## DOCUMENT PASSAGE
= Beginning of Section =
Chicago police shooting of grandmother, teen raises questions
Michael Tarm, The Associated Press
Published Monday, December 28, 2015 7:17AM EST
Last Updated Monday, December 28, 2015 8:07AM EST
CHICAGO -- The fatal shootings of a woman who worked with anti-violence community groups and a young man visiting his father for the holidays has raised further questions about the Chicago police department, already under intense scrutiny after the killing of black teenager.
Grieving relatives and friends of the two victims, 55-year-old Bettie Jones and 19-year-old Quintonio LeGrier, gathered Sunday to remember them and criticize city officials who they said had once again failed residents.
Both Jones and LeGrief were black, and their deaths come amid a federal civil rights investigation into the Chicago Police Department, launched after the release of police dashcam video showing a white officer shooting a black 17-year-old 16 times in 2014.
A series of such shootings across the country has given rise to the Black Lives Matter protest movement.
The latest shooting happened early Saturday morning at a small two-story home, where Jones lived in a ground-floor apartment and LeGrier's father in an upstairs unit. Police, who were responding to an emergency call made by LeGrier's father after an argument with his son, have released few details beyond a brief statement.
= End of Section =
## WHAT THIS EXERCISE ASKS
A: Return everything from "The latest shooting" down to "a brief statement." in the Chicago police shooting article, copied word for word.
B: Resume the article on the Chicago police shootings of Bettie Jones and Quintonio LeGrier, continuing after its final sentence.

## GIVEN MATERIAL
= Beginning of Section =
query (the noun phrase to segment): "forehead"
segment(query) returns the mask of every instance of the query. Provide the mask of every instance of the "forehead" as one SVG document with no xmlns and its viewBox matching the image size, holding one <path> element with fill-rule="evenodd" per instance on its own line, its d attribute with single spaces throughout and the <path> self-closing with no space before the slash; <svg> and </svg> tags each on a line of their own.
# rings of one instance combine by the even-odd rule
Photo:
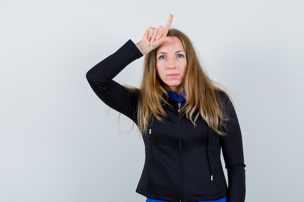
= End of Section =
## OUTPUTS IN ORDER
A:
The latest shooting happened early Saturday morning at a small two-story home, where Jones lived in a ground-floor apartment and LeGrier's father in an upstairs unit. Police, who were responding to an emergency call made by LeGrier's father after an argument with his son, have released few details beyond a brief statement.

B:
It said that officers "were confronted by a combative subject resulting in the discharging of the officer's weapon" and added that Jones "was accidentally struck."
Police did not disclose the race of the officer or officers, saying only that those involved will be placed on administrative duties.
"I used to watch the news daily and I would grieve for other mothers, other family members, and now today I'm grieving myself," LeGrier's mother, Janet Cooksey said at a news conference outside the residence earlier Sunday.
Others who spoke said police should have used stun guns or other nonlethal methods if they felt they needed to subdue LeGrier.
"Why do (police) have to shoot first and ask questions later?" Jacqueline Walker, a friend of Jones, asked. "It's ridiculous."
Autopsy findings released Sunday by the Cook County medical examiner's office say Jones died from a gunshot to the chest and LeGrier from multiple gunshot wounds.
Police spokesman Anthony Guglielmi on Sunday said only that the shootings are being investigated by the city's Independent Police Review Authority, the main police oversight agency.
LeGrier's cousin, Albert Person, said LeGrier's father had invited his son to a holiday gathering at another home on Christmas. Person said the son's refusal to go caused friction, but he downplayed the severity of the argument.
"What family doesn't fight on the holidays?" he said.
LeGrier's father, Antonio LeGrier, told the Chicago Sun-Times his son appeared to be a "little agitated" when the father returned to the apartment. Around 4:15 a.m., the elder LeGrier said he heard loud banging on his locked bedroom door and that his son said, "You're not going to scare me." He said his son tried to break the door open, but he kept him from doing so and called police. He added that he called Jones on the floor below to say his son was a "little irate" and not to open the door unless police arrived.
He said Jones told him his son was outside with a baseball bat. Person said the teen was back in the house by the time police arrived.
When they did arrive, Antonio LeGrier said he heard Jones yell, "Whoa, whoa, whoa!" He said he heard gunshots as he made his way down from the second floor and then saw his son and Jones lying in the foyer.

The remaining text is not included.